● **Problem to work on**
Please count the lines in this listing that include the string "below", and give only the number.

● **Dataset excerpts**

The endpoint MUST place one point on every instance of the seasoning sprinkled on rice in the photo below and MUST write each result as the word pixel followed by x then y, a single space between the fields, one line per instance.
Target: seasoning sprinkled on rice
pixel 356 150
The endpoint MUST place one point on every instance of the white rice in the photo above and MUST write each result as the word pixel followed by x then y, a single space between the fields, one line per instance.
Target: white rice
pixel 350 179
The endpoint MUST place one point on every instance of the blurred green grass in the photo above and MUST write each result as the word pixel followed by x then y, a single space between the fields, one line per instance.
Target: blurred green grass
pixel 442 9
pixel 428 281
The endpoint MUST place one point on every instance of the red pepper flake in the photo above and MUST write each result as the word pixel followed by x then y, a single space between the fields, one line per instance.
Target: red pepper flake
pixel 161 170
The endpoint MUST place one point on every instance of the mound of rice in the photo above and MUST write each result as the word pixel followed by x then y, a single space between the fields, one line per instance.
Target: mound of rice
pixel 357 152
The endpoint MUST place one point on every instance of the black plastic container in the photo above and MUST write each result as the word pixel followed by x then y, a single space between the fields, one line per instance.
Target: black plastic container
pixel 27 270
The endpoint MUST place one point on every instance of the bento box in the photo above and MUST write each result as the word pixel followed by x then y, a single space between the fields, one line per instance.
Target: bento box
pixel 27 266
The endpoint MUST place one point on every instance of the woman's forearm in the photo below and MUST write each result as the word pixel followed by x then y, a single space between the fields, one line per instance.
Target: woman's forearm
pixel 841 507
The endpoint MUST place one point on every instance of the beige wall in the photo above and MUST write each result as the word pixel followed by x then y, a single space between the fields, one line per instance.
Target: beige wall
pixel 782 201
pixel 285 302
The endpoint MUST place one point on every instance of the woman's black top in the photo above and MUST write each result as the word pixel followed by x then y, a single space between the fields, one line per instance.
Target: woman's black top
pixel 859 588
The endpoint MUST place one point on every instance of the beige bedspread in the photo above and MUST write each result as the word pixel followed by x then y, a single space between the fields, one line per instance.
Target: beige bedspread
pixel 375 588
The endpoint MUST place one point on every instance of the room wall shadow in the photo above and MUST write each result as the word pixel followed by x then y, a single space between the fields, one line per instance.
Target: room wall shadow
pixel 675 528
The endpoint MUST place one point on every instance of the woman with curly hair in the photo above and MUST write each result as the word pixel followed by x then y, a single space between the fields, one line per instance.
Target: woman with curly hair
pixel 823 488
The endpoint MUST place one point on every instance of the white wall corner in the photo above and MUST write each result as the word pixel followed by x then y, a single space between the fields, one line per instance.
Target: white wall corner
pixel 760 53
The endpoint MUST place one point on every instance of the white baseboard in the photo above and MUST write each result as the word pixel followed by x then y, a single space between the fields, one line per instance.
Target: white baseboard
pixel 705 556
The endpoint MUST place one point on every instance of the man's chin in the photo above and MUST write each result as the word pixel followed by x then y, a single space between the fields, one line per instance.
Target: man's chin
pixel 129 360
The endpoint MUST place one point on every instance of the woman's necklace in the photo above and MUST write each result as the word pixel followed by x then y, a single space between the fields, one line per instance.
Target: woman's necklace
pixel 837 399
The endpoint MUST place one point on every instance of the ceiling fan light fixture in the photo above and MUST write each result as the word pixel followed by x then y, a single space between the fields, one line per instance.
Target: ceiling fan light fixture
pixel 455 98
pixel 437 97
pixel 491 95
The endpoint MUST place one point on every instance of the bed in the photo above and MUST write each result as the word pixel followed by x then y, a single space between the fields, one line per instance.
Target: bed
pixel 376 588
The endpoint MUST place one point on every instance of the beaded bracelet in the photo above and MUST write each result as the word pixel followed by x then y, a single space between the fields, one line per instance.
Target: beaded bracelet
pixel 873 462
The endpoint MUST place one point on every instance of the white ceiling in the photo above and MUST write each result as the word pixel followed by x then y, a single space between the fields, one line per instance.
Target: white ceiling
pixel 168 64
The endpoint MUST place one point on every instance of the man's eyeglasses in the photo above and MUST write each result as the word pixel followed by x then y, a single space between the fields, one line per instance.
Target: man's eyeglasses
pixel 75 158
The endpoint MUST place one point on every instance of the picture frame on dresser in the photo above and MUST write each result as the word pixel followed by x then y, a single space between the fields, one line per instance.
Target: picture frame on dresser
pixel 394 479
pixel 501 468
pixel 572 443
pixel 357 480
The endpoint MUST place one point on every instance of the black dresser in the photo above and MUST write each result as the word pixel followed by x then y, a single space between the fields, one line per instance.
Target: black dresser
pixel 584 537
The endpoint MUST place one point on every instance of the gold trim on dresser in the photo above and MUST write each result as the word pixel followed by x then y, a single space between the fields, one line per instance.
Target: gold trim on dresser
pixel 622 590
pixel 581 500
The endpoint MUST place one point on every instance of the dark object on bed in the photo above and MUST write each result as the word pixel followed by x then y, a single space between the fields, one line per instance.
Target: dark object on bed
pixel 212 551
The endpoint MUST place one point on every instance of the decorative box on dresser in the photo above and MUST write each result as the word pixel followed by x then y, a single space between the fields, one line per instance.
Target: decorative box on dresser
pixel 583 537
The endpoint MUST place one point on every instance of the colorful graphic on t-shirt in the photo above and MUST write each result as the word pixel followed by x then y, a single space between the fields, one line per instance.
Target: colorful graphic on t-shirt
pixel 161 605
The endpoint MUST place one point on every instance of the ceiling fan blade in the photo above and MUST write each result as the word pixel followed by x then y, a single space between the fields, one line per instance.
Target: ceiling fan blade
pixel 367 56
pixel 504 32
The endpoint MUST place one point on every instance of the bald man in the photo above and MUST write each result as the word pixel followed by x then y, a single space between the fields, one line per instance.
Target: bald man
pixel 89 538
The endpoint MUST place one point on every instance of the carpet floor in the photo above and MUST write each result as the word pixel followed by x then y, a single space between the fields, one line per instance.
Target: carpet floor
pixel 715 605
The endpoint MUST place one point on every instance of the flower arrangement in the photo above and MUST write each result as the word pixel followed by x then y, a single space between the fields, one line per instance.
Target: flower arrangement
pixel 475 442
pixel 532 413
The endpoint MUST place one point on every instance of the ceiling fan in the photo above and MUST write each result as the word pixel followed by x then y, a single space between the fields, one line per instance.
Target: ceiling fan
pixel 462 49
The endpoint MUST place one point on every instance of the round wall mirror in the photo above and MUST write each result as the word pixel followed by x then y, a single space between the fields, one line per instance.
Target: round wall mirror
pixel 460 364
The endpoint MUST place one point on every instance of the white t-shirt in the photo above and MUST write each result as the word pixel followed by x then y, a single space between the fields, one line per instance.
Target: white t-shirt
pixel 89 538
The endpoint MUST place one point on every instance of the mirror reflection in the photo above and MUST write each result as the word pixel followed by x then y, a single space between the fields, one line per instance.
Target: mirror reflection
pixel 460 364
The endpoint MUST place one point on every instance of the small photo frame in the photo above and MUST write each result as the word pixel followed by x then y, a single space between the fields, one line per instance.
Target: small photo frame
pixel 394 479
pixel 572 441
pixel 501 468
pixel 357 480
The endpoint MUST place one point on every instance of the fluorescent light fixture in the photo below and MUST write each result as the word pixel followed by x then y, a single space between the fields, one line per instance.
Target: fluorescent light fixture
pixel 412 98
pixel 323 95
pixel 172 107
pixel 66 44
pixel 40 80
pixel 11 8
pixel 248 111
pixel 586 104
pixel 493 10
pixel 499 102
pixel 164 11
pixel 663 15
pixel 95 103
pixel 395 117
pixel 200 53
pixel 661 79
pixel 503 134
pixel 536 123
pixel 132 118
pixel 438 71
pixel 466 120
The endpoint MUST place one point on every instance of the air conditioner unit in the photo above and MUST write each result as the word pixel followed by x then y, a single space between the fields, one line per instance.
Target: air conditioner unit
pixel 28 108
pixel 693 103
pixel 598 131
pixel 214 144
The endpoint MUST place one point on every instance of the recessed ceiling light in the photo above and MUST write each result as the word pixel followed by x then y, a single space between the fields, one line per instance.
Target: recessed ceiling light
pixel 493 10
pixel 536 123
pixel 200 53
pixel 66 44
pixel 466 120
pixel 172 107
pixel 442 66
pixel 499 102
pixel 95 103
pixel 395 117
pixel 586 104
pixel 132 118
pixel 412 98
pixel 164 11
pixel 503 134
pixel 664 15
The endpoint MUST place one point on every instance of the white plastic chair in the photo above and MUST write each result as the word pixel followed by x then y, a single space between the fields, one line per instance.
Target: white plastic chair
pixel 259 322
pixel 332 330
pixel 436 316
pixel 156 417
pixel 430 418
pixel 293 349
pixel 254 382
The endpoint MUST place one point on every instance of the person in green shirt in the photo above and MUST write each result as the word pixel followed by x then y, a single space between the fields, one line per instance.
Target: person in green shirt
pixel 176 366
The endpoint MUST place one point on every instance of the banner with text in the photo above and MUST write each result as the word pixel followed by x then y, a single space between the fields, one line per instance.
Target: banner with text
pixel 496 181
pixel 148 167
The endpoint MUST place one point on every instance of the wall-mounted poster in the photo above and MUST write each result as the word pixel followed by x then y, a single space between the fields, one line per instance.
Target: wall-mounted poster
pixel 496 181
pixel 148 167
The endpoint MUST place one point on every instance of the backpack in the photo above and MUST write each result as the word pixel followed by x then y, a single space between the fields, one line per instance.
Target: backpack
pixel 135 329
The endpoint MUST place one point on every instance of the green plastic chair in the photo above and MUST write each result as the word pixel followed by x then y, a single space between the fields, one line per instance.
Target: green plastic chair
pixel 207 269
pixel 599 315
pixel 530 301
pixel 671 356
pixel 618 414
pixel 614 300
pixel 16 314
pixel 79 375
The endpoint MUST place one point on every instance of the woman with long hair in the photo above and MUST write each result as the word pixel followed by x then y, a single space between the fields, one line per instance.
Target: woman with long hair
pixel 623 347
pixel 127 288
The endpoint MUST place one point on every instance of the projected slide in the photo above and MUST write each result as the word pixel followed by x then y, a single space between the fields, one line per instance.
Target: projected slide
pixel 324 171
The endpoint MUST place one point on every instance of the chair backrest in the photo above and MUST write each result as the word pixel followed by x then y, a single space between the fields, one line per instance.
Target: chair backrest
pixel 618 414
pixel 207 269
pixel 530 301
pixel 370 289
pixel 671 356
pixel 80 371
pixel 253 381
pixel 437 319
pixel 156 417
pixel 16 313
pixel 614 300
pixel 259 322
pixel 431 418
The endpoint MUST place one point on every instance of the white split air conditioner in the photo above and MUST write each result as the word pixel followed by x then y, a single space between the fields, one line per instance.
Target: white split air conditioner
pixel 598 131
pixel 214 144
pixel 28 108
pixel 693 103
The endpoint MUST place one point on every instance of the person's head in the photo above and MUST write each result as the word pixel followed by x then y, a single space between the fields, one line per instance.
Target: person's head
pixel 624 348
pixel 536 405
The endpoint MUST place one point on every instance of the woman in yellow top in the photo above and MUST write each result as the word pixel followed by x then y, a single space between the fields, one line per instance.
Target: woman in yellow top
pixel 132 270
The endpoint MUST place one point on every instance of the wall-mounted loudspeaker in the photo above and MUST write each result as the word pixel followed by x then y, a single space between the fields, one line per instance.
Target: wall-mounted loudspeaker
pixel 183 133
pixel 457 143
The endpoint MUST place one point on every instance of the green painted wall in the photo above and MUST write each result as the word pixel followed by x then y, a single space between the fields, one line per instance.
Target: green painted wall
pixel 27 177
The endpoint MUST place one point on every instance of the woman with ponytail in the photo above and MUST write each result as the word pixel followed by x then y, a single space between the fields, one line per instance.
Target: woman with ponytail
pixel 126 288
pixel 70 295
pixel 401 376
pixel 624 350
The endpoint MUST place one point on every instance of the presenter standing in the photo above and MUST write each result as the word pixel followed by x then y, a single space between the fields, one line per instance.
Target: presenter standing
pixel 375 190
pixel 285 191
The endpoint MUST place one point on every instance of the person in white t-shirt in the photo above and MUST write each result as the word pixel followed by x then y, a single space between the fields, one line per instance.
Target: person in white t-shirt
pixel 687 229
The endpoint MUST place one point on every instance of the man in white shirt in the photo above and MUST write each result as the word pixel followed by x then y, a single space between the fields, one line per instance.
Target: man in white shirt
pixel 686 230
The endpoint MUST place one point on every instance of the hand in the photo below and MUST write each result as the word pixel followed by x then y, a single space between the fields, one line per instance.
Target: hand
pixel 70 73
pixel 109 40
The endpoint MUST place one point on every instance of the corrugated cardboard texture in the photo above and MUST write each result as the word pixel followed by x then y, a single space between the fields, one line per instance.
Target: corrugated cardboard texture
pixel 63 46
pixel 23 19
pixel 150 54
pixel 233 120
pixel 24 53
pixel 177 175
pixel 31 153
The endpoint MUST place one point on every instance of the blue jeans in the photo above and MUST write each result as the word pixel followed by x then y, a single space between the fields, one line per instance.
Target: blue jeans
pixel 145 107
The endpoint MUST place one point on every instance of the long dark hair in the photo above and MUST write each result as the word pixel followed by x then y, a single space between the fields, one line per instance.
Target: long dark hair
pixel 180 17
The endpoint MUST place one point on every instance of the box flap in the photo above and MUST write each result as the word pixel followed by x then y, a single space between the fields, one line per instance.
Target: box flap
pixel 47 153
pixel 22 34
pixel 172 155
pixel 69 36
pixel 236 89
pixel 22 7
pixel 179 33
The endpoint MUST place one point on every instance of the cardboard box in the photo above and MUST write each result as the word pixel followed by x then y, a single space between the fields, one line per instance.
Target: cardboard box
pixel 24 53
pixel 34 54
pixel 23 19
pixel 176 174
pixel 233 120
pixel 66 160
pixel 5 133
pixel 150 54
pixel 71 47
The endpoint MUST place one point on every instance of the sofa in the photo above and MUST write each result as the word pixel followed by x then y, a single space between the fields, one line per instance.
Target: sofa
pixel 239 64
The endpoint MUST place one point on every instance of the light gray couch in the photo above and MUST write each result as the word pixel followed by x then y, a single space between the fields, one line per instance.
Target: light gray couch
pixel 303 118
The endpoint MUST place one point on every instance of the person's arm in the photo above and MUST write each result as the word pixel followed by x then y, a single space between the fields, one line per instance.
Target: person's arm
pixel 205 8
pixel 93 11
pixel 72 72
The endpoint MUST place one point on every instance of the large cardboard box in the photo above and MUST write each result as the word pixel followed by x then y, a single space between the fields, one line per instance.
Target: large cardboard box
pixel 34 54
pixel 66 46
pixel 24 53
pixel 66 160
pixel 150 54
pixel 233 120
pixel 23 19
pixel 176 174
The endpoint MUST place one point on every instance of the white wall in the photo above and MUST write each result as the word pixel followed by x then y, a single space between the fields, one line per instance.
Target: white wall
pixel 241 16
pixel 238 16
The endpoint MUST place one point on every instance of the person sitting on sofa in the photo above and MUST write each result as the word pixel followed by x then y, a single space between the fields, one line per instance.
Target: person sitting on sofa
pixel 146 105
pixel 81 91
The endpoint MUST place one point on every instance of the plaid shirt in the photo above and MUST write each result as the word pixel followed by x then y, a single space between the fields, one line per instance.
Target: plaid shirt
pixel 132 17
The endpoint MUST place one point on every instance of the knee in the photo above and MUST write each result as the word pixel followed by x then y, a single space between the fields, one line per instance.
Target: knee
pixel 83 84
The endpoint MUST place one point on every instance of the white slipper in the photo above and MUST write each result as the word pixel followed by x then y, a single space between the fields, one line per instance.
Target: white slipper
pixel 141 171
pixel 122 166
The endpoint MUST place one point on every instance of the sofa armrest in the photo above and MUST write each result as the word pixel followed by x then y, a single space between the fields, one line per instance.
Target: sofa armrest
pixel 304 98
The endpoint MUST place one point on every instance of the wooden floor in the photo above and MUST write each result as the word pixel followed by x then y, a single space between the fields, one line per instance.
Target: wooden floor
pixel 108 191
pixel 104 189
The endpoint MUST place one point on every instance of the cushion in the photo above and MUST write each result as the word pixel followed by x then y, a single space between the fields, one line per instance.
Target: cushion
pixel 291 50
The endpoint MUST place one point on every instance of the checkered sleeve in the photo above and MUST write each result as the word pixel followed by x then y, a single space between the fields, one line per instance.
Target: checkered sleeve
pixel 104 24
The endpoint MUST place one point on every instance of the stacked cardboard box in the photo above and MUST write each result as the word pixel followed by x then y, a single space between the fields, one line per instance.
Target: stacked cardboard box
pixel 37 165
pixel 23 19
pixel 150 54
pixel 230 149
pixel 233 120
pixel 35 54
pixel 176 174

● **Problem solution**
4